DATASET EXTRACT:
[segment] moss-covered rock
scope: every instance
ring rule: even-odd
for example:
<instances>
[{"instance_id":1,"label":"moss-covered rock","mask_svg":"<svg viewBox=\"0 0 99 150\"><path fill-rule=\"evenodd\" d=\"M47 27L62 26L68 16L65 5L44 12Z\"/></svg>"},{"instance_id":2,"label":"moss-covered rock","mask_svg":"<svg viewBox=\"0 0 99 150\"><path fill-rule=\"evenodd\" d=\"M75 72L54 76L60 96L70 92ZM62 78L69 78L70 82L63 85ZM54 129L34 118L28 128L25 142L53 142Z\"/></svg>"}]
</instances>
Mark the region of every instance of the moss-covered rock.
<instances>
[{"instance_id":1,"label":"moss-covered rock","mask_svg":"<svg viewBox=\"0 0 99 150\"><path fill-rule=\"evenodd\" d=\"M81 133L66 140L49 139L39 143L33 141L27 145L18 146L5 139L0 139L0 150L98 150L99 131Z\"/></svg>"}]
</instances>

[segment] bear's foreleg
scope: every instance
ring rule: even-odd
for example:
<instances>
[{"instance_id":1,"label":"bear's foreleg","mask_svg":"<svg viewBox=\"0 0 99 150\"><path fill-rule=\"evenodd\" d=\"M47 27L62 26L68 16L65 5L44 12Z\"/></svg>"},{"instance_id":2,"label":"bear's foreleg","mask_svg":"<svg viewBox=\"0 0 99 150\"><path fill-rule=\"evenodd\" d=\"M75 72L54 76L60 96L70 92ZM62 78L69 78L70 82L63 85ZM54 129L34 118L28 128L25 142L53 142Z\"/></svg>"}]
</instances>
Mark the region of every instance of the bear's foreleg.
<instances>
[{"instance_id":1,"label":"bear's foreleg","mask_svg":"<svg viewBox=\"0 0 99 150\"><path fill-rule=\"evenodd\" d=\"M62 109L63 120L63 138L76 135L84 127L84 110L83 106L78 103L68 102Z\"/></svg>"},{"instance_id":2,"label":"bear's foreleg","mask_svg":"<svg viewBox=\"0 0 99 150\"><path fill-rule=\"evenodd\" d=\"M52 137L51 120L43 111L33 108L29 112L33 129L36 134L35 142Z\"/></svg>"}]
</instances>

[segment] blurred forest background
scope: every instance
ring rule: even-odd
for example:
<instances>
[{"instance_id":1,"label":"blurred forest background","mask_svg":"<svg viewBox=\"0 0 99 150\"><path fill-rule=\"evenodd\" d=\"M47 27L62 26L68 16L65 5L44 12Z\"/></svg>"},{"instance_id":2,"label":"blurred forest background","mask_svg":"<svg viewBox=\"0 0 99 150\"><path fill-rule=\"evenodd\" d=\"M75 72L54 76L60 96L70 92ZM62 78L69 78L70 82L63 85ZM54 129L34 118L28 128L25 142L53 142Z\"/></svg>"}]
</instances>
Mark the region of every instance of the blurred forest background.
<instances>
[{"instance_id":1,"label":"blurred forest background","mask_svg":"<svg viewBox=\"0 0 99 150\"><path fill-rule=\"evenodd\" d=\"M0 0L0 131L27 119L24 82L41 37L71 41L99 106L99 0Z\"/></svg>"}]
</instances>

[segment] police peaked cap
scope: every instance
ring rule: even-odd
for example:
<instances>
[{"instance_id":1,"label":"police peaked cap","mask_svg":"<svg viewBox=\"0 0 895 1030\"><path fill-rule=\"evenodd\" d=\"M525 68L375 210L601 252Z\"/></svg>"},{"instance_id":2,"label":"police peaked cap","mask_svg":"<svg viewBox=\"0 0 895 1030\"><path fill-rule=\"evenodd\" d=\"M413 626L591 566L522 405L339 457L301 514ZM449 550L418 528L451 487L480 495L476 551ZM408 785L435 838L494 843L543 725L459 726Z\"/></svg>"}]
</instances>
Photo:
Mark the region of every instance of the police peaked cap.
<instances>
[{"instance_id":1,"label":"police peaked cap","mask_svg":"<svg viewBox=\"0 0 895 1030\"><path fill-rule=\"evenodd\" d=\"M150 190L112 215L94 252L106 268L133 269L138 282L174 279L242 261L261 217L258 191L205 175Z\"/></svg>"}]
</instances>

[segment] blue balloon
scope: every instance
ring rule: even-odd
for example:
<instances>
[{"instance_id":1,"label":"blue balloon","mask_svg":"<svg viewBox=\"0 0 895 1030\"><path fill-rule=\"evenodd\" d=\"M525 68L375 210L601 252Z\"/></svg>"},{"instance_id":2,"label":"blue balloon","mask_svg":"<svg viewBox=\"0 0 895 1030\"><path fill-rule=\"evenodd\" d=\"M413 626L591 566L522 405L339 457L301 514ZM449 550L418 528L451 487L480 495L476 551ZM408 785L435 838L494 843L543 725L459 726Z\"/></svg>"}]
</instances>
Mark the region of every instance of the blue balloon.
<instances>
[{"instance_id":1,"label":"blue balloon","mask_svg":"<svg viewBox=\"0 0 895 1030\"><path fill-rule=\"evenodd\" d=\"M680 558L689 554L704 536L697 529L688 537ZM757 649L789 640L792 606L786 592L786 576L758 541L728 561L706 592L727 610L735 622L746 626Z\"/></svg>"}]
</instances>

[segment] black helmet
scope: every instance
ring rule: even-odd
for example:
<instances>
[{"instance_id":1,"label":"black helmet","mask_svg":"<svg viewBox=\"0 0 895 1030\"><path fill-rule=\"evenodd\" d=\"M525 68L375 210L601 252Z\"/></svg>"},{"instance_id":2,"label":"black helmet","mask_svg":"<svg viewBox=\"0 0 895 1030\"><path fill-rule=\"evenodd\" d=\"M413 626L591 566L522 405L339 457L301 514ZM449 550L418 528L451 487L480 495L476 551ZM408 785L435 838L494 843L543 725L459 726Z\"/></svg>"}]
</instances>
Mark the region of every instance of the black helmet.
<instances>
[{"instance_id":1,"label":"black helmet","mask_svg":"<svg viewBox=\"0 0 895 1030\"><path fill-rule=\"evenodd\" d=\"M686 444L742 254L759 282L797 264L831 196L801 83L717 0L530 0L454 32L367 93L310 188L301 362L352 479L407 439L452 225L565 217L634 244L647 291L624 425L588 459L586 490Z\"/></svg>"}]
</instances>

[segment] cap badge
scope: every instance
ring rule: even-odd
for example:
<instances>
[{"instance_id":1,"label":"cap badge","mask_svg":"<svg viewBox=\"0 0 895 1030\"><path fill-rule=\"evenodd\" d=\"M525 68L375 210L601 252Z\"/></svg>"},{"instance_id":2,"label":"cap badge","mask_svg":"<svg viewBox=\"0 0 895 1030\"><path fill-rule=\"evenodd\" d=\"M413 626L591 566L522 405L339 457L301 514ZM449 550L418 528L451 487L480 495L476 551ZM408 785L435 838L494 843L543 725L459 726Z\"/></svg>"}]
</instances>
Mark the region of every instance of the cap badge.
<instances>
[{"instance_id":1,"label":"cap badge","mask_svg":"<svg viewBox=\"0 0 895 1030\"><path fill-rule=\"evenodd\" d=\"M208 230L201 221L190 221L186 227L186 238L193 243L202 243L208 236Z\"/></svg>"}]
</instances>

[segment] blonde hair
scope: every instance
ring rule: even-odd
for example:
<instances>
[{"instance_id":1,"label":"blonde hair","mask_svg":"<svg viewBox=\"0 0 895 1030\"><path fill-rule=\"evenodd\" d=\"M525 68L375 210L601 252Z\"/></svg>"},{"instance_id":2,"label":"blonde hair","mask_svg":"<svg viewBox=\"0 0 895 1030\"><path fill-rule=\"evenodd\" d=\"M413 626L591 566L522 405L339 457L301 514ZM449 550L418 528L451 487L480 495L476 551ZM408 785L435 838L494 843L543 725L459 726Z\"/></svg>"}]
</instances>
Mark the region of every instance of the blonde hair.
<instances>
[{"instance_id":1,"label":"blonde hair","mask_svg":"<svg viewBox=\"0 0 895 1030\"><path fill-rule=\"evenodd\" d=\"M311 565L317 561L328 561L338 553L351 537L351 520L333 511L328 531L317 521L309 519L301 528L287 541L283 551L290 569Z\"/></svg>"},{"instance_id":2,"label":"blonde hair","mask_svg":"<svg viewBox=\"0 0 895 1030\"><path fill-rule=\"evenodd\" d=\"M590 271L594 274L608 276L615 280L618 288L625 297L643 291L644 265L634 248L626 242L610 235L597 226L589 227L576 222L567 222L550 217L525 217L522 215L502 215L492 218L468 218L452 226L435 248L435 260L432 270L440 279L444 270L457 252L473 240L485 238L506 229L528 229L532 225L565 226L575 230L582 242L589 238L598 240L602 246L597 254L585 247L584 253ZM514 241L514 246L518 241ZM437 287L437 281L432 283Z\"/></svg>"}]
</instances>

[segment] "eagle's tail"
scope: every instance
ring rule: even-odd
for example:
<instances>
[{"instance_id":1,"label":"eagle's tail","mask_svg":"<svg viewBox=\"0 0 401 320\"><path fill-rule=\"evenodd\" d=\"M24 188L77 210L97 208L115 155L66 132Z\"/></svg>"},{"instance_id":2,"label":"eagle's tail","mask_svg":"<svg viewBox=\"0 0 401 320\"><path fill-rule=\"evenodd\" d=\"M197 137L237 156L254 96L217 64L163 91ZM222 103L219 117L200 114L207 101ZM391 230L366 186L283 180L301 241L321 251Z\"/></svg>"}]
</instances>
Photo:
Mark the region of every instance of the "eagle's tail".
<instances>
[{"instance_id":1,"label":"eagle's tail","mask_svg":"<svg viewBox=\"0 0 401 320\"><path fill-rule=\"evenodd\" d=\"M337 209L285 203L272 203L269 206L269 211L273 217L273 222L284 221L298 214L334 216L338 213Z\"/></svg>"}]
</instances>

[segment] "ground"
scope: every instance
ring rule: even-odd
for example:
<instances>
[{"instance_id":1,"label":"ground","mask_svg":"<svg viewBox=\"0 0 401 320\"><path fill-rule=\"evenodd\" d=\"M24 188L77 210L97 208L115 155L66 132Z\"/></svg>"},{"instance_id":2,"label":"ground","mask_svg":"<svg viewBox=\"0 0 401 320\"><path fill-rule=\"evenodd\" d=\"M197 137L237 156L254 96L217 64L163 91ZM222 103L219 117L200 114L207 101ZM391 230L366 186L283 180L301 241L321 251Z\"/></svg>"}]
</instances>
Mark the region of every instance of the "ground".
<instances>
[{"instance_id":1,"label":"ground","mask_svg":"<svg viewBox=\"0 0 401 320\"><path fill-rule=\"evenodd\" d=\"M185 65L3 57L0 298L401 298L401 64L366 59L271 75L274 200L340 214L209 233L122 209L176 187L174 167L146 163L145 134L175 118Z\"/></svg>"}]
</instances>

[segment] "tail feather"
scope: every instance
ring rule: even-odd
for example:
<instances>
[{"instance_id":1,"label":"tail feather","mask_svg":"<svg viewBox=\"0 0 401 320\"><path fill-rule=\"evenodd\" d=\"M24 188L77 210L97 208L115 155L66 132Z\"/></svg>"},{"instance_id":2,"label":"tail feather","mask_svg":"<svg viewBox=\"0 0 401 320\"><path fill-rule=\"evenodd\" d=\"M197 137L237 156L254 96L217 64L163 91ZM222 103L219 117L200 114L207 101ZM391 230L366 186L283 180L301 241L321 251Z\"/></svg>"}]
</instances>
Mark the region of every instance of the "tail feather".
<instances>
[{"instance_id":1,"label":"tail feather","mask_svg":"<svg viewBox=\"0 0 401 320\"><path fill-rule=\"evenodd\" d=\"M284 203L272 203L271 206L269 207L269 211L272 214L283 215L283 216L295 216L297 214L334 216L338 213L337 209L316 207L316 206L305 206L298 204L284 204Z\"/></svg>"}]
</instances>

THE PROBLEM: Set down again, exactly, the lines above, from the start of the records through the line containing "Mark the region of every instance of the moss-covered", with both ends included.

WRITTEN ANSWER:
[segment] moss-covered rock
scope: every instance
ring rule: even-odd
for example:
<instances>
[{"instance_id":1,"label":"moss-covered rock","mask_svg":"<svg viewBox=\"0 0 99 150\"><path fill-rule=\"evenodd\" d=\"M47 27L62 26L68 16L65 5L44 12Z\"/></svg>"},{"instance_id":2,"label":"moss-covered rock","mask_svg":"<svg viewBox=\"0 0 99 150\"><path fill-rule=\"evenodd\" d=\"M75 72L54 76L60 96L70 92ZM62 78L69 78L70 82L63 85ZM54 129L34 118L28 128L25 142L53 142Z\"/></svg>"}]
</instances>
Mark the region of every instance of the moss-covered rock.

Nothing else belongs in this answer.